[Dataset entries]

*** Block opens ***

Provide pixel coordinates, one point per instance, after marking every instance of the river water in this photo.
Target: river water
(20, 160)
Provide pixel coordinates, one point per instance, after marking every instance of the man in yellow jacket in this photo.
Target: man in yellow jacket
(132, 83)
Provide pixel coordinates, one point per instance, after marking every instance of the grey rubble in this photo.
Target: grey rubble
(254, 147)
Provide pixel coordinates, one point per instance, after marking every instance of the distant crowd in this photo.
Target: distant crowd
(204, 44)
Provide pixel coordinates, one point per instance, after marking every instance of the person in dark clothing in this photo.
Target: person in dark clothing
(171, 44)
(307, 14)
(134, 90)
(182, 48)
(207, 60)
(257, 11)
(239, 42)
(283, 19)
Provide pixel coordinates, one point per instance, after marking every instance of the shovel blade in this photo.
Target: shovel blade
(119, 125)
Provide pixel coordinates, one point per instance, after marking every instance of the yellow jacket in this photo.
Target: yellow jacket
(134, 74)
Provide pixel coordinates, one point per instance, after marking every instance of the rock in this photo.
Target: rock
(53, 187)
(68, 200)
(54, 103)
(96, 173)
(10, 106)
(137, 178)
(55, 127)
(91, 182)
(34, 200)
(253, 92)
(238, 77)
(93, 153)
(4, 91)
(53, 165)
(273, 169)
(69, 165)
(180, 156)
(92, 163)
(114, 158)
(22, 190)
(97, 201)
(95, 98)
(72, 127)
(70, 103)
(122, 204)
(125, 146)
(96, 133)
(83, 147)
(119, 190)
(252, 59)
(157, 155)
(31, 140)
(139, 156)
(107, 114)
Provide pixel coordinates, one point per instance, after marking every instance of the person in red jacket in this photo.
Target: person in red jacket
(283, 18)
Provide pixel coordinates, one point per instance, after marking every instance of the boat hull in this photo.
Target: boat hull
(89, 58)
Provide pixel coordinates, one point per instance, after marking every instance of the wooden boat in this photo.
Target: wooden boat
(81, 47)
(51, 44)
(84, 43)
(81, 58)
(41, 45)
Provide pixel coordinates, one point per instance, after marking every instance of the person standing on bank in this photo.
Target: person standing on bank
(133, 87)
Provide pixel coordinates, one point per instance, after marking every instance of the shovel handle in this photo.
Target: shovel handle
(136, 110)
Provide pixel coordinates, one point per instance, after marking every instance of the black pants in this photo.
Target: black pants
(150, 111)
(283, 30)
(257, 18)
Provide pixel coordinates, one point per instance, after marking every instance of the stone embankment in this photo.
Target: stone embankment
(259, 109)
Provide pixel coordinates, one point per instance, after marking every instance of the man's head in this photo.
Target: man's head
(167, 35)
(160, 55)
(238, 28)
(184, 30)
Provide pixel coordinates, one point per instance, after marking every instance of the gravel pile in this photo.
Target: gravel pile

*** Block closes ***

**Work instructions**
All entries should be restated word for word.

**Solution below**
Provide pixel coordinates, one point per instance, after marking every instance of the river water in this photo.
Target: river water
(20, 160)
Provide pixel coordinates, one point per instance, after marking every instance of the man in yellow jacket in this photo.
Target: man in yellow jacket
(132, 83)
Provide pixel coordinates, one point per instance, after marking every instance of the grey rubble in this photo.
Target: grey rubble
(254, 147)
Provide pixel coordinates, one point per instance, after marking every instance of the distant crowd in this photo.
Target: distant crowd
(204, 44)
Provide pixel coordinates, one point per instance, after marking every instance of the person in dark clothing in this photo.
Target: person in dark clothing
(171, 44)
(307, 14)
(134, 90)
(182, 48)
(207, 60)
(257, 11)
(239, 42)
(283, 19)
Provide pixel coordinates, one point per instance, after marking every instance of the shovel blade in this photo.
Target: shovel blade
(119, 125)
Provide pixel coordinates, one point per instance, after marking every instance of the yellow jacket in this photo.
Target: yellow jacket
(134, 74)
Provide pixel coordinates, one point per instance, after marking every instance of the rock in this photo.
Target: rock
(53, 187)
(68, 200)
(54, 103)
(96, 173)
(10, 106)
(137, 178)
(55, 127)
(91, 182)
(34, 200)
(253, 92)
(238, 77)
(93, 153)
(4, 91)
(53, 165)
(273, 169)
(69, 165)
(180, 156)
(92, 163)
(114, 158)
(22, 190)
(97, 201)
(95, 98)
(72, 127)
(70, 103)
(122, 204)
(125, 146)
(96, 133)
(83, 147)
(119, 190)
(252, 59)
(157, 155)
(31, 140)
(139, 156)
(107, 114)
Provide pixel coordinates, one point per instance, after marking every instance of the person in red jacket in this photo.
Target: person in red jacket
(283, 18)
Provide pixel coordinates, one point per instance, after marking every instance of the boat hull in this photo.
Target: boat hull
(89, 58)
Provide pixel coordinates, one point per instance, after marking every instance of the wooden boat in this photo.
Target: wooden boat
(81, 47)
(51, 44)
(84, 43)
(81, 58)
(41, 45)
Provide pixel coordinates, one point per instance, after marking every instance of the person standing on bank in this photo.
Target: person standing on bank
(133, 87)
Provide pixel coordinates, one point per instance, after marking every instance of the shovel handle in this photo.
Target: shovel handle
(136, 110)
Provide pixel coordinates, one point per instance, after marking every instance of the black pants in this photo.
Target: black pants
(150, 111)
(283, 30)
(257, 18)
Provide pixel coordinates, one point per instance, after marking every instance of the stone embankment in this photo.
Target: stone embankment
(259, 109)
Provide pixel coordinates, one point per instance, after marking every instance of the man's head in this photo.
Target: man's head
(167, 35)
(160, 55)
(238, 28)
(184, 30)
Provide pixel coordinates, one point per instance, after marking every instance of the gravel pile in this photo.
Target: gravel pile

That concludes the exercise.